Exercise: Rewrite everything in the entries below from the line containing "Study the scene above and determine whether any white t-shirt" down to the line containing "xmin=269 ymin=181 xmax=357 ymax=283", both included, leaving all other text unchanged and offsetting every bounding-box coordinate in the answers by adding 3.

Data shown:
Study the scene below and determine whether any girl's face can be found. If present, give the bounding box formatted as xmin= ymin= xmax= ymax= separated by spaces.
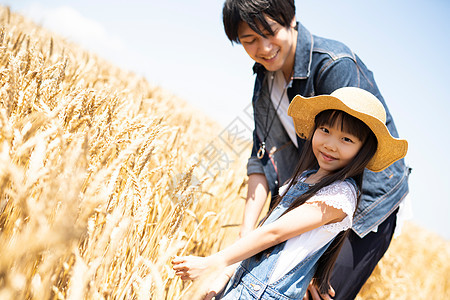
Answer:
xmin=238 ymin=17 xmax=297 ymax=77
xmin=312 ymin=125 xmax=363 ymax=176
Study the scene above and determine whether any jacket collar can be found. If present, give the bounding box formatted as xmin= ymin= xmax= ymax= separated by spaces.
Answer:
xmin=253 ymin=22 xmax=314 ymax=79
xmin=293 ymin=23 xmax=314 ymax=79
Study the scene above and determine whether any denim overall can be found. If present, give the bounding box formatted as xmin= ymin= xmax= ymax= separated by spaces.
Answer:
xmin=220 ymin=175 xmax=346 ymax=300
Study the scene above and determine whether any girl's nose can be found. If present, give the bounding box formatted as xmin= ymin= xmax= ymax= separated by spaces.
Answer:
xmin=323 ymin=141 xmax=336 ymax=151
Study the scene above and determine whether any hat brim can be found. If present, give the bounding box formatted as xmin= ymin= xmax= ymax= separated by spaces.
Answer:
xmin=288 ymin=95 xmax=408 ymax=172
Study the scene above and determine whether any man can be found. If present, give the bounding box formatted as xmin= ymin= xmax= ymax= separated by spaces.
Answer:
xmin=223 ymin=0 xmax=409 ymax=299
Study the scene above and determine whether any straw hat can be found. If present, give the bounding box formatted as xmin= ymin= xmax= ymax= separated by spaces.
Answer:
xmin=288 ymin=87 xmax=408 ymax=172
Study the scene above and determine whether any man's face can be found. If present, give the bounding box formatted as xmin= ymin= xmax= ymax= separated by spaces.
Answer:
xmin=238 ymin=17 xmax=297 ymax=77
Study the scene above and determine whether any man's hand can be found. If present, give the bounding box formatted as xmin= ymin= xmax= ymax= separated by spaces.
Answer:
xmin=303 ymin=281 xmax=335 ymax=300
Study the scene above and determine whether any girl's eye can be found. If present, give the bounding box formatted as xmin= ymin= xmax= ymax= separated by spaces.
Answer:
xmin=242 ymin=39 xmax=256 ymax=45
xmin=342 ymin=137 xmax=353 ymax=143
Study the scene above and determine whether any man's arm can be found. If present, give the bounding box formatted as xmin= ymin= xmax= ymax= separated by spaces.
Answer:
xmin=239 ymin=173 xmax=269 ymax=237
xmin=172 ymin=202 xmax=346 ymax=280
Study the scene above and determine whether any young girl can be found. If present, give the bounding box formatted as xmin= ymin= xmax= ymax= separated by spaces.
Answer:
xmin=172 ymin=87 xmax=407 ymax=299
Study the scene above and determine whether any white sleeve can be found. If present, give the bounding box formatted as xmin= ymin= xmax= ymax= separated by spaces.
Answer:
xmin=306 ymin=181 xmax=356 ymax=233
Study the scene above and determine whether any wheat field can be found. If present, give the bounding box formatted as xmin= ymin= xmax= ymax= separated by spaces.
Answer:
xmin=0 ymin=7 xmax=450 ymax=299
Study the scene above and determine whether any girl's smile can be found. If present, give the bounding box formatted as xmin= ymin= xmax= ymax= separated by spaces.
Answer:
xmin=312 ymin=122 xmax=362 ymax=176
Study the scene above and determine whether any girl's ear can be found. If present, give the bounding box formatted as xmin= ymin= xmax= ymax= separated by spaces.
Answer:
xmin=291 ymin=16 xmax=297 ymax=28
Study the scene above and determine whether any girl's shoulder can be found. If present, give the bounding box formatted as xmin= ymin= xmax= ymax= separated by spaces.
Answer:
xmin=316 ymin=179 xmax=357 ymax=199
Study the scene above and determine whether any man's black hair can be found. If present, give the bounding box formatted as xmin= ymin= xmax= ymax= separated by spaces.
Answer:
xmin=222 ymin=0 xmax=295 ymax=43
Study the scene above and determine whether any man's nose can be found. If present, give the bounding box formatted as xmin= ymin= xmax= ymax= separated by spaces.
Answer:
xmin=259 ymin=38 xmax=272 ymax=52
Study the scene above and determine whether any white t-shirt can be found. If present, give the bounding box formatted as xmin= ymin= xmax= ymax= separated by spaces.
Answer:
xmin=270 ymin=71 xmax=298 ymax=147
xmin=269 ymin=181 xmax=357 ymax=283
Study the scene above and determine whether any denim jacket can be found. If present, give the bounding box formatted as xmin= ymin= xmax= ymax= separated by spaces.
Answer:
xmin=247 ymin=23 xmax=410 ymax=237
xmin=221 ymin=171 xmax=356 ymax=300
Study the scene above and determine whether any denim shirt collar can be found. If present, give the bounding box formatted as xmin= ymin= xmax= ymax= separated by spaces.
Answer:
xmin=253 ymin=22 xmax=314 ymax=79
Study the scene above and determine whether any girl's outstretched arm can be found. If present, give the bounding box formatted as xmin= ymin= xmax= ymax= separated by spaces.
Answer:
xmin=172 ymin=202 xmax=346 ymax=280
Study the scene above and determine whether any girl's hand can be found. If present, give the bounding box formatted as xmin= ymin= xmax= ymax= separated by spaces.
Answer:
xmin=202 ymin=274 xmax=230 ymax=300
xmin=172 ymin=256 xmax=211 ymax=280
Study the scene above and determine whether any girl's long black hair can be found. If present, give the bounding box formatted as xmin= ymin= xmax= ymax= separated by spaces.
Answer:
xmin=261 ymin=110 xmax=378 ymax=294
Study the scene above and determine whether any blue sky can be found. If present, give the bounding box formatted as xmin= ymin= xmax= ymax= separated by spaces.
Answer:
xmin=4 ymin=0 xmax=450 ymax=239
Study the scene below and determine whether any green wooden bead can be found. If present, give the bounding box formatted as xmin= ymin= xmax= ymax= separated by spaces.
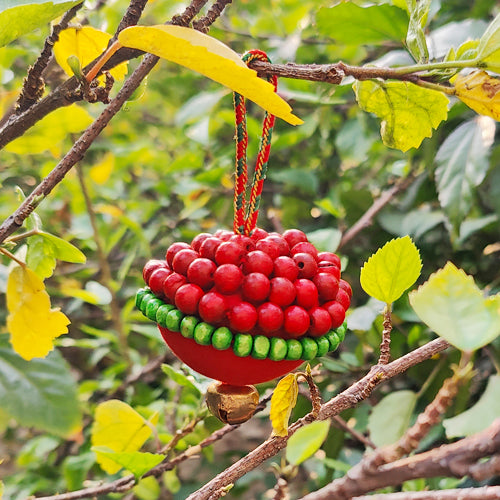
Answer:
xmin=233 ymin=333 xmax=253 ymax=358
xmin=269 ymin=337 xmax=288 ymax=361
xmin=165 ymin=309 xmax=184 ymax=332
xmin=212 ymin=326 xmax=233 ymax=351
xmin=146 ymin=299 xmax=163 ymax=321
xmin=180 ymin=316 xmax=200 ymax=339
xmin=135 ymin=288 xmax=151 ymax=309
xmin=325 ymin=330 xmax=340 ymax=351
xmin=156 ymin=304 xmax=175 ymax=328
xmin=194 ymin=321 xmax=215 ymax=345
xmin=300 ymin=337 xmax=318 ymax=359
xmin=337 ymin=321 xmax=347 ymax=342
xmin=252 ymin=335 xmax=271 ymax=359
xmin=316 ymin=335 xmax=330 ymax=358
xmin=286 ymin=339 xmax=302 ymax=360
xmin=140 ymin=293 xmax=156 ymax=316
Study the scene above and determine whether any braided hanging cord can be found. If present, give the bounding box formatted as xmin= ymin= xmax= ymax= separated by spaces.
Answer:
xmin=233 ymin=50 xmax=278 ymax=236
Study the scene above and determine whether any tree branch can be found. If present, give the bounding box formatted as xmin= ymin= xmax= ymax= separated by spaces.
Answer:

Problem solution:
Study the scene above and determine whether any white t-shirt can be found. If present, give the bounding box formatted as xmin= ymin= xmax= ymax= separated by spaces.
Answer:
xmin=273 ymin=74 xmax=301 ymax=150
xmin=272 ymin=184 xmax=360 ymax=286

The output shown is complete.